__WORK ORDER__.
Would you retype, word for word, the line with "pin: the blue" and each line after it to the end of the entries below, leaving the pictures out?

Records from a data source
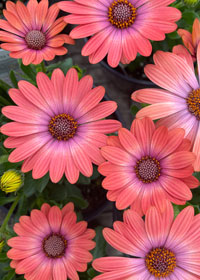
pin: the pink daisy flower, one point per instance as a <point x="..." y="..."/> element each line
<point x="121" y="28"/>
<point x="177" y="104"/>
<point x="148" y="166"/>
<point x="58" y="126"/>
<point x="164" y="248"/>
<point x="51" y="244"/>
<point x="32" y="32"/>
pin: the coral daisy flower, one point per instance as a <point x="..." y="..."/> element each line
<point x="177" y="105"/>
<point x="164" y="248"/>
<point x="121" y="28"/>
<point x="57" y="127"/>
<point x="32" y="32"/>
<point x="190" y="41"/>
<point x="51" y="244"/>
<point x="148" y="166"/>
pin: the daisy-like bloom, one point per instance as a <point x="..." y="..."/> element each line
<point x="32" y="32"/>
<point x="58" y="126"/>
<point x="190" y="41"/>
<point x="148" y="166"/>
<point x="11" y="180"/>
<point x="164" y="248"/>
<point x="121" y="28"/>
<point x="177" y="104"/>
<point x="51" y="244"/>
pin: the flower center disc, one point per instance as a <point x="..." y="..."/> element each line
<point x="193" y="101"/>
<point x="35" y="39"/>
<point x="54" y="246"/>
<point x="148" y="169"/>
<point x="160" y="262"/>
<point x="62" y="127"/>
<point x="121" y="13"/>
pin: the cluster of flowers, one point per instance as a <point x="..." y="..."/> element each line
<point x="59" y="127"/>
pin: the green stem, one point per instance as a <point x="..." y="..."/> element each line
<point x="7" y="218"/>
<point x="43" y="67"/>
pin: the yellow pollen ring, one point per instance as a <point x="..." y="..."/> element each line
<point x="193" y="102"/>
<point x="160" y="262"/>
<point x="62" y="127"/>
<point x="148" y="169"/>
<point x="121" y="13"/>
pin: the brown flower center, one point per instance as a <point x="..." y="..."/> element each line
<point x="62" y="127"/>
<point x="121" y="13"/>
<point x="160" y="262"/>
<point x="54" y="245"/>
<point x="193" y="102"/>
<point x="147" y="169"/>
<point x="35" y="39"/>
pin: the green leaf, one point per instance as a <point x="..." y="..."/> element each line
<point x="92" y="273"/>
<point x="28" y="70"/>
<point x="99" y="251"/>
<point x="84" y="180"/>
<point x="4" y="85"/>
<point x="13" y="79"/>
<point x="63" y="65"/>
<point x="5" y="200"/>
<point x="3" y="159"/>
<point x="42" y="183"/>
<point x="78" y="202"/>
<point x="57" y="192"/>
<point x="32" y="185"/>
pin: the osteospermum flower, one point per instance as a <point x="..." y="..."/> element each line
<point x="121" y="28"/>
<point x="11" y="180"/>
<point x="148" y="166"/>
<point x="190" y="41"/>
<point x="51" y="244"/>
<point x="177" y="104"/>
<point x="58" y="126"/>
<point x="164" y="248"/>
<point x="32" y="32"/>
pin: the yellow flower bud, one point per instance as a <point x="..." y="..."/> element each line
<point x="11" y="180"/>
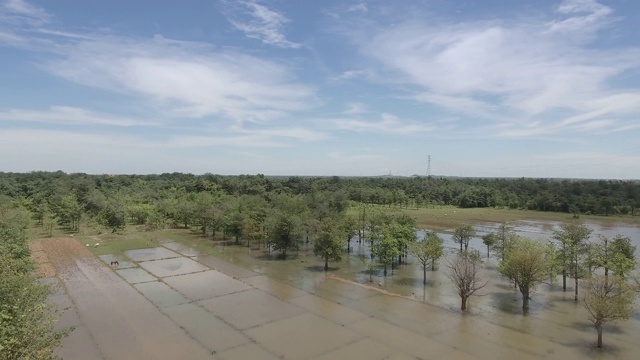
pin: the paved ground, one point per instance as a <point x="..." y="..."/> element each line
<point x="169" y="303"/>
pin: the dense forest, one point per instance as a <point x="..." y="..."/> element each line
<point x="50" y="191"/>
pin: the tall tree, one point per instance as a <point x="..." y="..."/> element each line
<point x="608" y="299"/>
<point x="617" y="254"/>
<point x="528" y="263"/>
<point x="463" y="234"/>
<point x="572" y="239"/>
<point x="465" y="273"/>
<point x="430" y="249"/>
<point x="504" y="236"/>
<point x="285" y="233"/>
<point x="385" y="247"/>
<point x="27" y="319"/>
<point x="328" y="245"/>
<point x="489" y="241"/>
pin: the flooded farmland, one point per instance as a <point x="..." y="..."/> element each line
<point x="170" y="302"/>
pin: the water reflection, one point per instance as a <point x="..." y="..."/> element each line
<point x="553" y="314"/>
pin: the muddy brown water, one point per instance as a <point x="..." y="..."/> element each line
<point x="249" y="305"/>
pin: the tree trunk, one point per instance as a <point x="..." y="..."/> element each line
<point x="424" y="274"/>
<point x="525" y="298"/>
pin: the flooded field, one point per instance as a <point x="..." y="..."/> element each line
<point x="170" y="302"/>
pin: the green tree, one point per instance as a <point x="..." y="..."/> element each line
<point x="465" y="273"/>
<point x="430" y="249"/>
<point x="328" y="245"/>
<point x="608" y="299"/>
<point x="572" y="239"/>
<point x="617" y="254"/>
<point x="385" y="247"/>
<point x="504" y="237"/>
<point x="285" y="233"/>
<point x="489" y="241"/>
<point x="113" y="215"/>
<point x="463" y="234"/>
<point x="528" y="263"/>
<point x="27" y="320"/>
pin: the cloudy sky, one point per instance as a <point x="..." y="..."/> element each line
<point x="499" y="88"/>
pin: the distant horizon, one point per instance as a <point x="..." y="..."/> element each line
<point x="311" y="176"/>
<point x="491" y="89"/>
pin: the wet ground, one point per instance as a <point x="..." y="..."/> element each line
<point x="171" y="303"/>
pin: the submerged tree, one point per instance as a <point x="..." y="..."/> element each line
<point x="464" y="272"/>
<point x="463" y="234"/>
<point x="27" y="320"/>
<point x="528" y="263"/>
<point x="608" y="299"/>
<point x="430" y="249"/>
<point x="385" y="247"/>
<point x="285" y="233"/>
<point x="572" y="239"/>
<point x="489" y="240"/>
<point x="328" y="245"/>
<point x="504" y="237"/>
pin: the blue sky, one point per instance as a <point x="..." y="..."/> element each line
<point x="499" y="88"/>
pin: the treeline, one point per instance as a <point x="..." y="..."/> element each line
<point x="600" y="197"/>
<point x="26" y="319"/>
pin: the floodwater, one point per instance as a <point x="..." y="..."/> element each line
<point x="247" y="304"/>
<point x="554" y="326"/>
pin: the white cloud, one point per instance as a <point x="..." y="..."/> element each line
<point x="355" y="109"/>
<point x="389" y="124"/>
<point x="65" y="115"/>
<point x="19" y="12"/>
<point x="259" y="22"/>
<point x="349" y="74"/>
<point x="359" y="7"/>
<point x="514" y="73"/>
<point x="587" y="16"/>
<point x="186" y="79"/>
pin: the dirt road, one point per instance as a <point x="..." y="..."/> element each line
<point x="112" y="319"/>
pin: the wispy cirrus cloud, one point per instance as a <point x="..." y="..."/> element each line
<point x="388" y="124"/>
<point x="185" y="78"/>
<point x="534" y="70"/>
<point x="66" y="115"/>
<point x="259" y="22"/>
<point x="19" y="12"/>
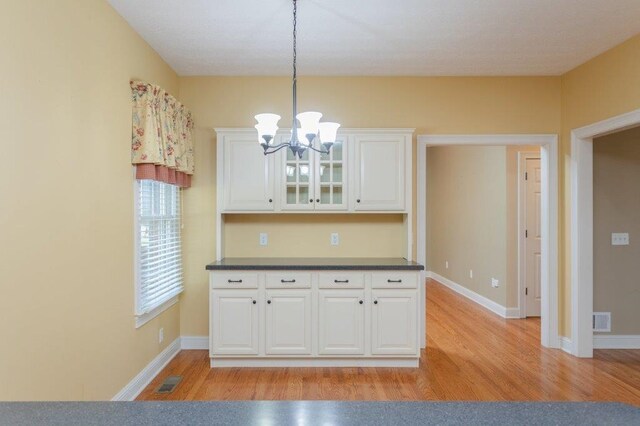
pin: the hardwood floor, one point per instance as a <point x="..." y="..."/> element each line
<point x="471" y="355"/>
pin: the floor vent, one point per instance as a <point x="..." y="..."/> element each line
<point x="169" y="384"/>
<point x="602" y="321"/>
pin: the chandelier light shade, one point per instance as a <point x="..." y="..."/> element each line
<point x="306" y="128"/>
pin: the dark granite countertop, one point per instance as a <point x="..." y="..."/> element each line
<point x="315" y="264"/>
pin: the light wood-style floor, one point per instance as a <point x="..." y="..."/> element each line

__RESPONSE__.
pin: the blue sky, one point per instance as a <point x="..." y="..."/> element each line
<point x="499" y="88"/>
pin: the treeline, one point per instance as a <point x="..." y="..."/> element each line
<point x="600" y="197"/>
<point x="26" y="319"/>
pin: the floodwater, one point per instance as a <point x="..." y="..."/> element each line
<point x="247" y="304"/>
<point x="554" y="326"/>
pin: the white cloud, one point per instance as a <point x="..." y="..."/> element each line
<point x="355" y="109"/>
<point x="389" y="124"/>
<point x="65" y="115"/>
<point x="19" y="12"/>
<point x="259" y="22"/>
<point x="349" y="74"/>
<point x="359" y="7"/>
<point x="514" y="73"/>
<point x="587" y="16"/>
<point x="186" y="79"/>
pin: the dirt road, one point per instance as a <point x="..." y="..."/> element each line
<point x="112" y="319"/>
pin: the wispy cirrus cloud, one point per instance as a <point x="..." y="..."/> element each line
<point x="388" y="124"/>
<point x="185" y="78"/>
<point x="534" y="70"/>
<point x="66" y="115"/>
<point x="259" y="22"/>
<point x="19" y="12"/>
pin: the hardwood floor, one point per instance as a <point x="..." y="..."/> element each line
<point x="471" y="355"/>
pin: the floor vent, one point per instance as a <point x="..." y="..."/> element each line
<point x="169" y="384"/>
<point x="602" y="321"/>
pin: the chandelier light shade, one point per instance as a <point x="..." y="..."/> element each line
<point x="306" y="128"/>
pin: the dark granite countertop, one point per instance as a <point x="..." y="..."/> element each line
<point x="315" y="264"/>
pin: the light wood-style floor, one point per instance as a <point x="..." y="..."/> element each line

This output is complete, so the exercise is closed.